Written task :: Pick out every line of the items below that contains the word "distant", and copy each one. Case counts.

Stored data:
»»
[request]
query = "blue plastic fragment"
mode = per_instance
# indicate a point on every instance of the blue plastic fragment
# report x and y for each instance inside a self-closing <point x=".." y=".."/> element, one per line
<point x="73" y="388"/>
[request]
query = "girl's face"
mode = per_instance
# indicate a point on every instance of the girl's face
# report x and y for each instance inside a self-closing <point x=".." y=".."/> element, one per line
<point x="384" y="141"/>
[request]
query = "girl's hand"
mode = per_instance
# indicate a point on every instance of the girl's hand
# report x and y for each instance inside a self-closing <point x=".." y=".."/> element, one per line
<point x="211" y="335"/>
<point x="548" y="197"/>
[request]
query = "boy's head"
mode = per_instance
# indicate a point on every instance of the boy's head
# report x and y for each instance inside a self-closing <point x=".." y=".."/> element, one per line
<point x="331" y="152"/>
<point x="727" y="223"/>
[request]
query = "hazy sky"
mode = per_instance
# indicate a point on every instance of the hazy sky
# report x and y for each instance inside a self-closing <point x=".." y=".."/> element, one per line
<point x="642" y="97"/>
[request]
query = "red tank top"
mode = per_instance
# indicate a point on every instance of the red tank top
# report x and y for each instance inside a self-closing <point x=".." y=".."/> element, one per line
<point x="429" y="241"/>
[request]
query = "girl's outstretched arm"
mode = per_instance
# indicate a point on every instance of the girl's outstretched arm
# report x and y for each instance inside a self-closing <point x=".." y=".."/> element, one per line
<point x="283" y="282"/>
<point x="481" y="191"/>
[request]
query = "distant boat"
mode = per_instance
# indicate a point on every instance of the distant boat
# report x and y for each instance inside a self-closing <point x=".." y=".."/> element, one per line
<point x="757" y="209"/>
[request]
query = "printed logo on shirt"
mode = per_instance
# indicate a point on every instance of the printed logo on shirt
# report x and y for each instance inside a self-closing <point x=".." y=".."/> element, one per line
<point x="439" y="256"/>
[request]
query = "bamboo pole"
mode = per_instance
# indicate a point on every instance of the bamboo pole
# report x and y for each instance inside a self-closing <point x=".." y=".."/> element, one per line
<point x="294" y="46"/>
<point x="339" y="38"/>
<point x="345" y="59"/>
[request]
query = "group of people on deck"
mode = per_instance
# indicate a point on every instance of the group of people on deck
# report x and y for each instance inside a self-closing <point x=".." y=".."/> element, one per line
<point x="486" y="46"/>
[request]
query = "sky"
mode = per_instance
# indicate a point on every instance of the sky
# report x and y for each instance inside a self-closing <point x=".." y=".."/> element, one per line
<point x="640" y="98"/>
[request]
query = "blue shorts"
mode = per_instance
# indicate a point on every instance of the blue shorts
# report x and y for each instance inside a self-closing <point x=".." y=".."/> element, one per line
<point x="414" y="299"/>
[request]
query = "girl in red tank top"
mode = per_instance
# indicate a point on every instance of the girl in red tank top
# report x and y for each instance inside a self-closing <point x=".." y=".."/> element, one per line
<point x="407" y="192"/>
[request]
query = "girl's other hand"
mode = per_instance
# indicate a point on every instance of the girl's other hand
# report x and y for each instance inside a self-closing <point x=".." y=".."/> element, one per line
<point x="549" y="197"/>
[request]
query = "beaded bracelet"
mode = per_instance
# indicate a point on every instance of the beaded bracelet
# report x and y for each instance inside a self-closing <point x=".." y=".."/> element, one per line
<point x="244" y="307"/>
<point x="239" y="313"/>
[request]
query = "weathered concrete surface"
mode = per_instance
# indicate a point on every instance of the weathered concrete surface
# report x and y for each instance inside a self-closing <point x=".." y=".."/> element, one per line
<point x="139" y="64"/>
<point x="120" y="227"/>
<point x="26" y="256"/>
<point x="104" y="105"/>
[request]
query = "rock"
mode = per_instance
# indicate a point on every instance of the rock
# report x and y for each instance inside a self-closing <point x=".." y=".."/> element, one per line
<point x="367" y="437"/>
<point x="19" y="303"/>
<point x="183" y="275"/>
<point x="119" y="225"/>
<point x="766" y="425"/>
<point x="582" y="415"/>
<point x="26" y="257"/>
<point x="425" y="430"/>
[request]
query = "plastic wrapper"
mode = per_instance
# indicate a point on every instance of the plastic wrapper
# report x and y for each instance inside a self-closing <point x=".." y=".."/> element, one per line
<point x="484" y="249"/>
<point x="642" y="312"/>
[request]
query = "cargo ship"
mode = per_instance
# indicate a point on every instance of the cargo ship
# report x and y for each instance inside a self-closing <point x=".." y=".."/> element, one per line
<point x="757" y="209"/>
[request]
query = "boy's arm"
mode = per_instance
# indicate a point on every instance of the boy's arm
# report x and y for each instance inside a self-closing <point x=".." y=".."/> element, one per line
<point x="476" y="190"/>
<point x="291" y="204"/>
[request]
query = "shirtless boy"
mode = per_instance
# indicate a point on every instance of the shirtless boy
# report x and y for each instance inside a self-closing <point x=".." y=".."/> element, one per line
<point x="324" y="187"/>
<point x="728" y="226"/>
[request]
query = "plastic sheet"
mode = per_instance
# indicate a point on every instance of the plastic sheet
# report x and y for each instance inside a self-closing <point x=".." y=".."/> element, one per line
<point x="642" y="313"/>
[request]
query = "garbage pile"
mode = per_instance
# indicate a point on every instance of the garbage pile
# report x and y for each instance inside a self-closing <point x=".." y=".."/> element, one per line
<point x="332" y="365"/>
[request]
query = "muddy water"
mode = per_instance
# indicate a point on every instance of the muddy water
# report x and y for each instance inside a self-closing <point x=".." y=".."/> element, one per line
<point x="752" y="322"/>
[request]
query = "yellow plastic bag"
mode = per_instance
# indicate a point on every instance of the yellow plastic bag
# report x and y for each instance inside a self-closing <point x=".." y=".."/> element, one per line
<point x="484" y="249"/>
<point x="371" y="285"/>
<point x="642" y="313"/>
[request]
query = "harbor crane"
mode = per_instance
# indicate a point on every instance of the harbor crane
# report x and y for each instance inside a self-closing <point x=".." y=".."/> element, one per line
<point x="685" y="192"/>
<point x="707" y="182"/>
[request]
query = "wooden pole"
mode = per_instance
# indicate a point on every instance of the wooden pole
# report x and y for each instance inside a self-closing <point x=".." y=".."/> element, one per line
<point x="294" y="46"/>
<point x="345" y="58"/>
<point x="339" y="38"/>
««
Task response ::
query = "distant boat"
# indicate a point on every instance of the distant boat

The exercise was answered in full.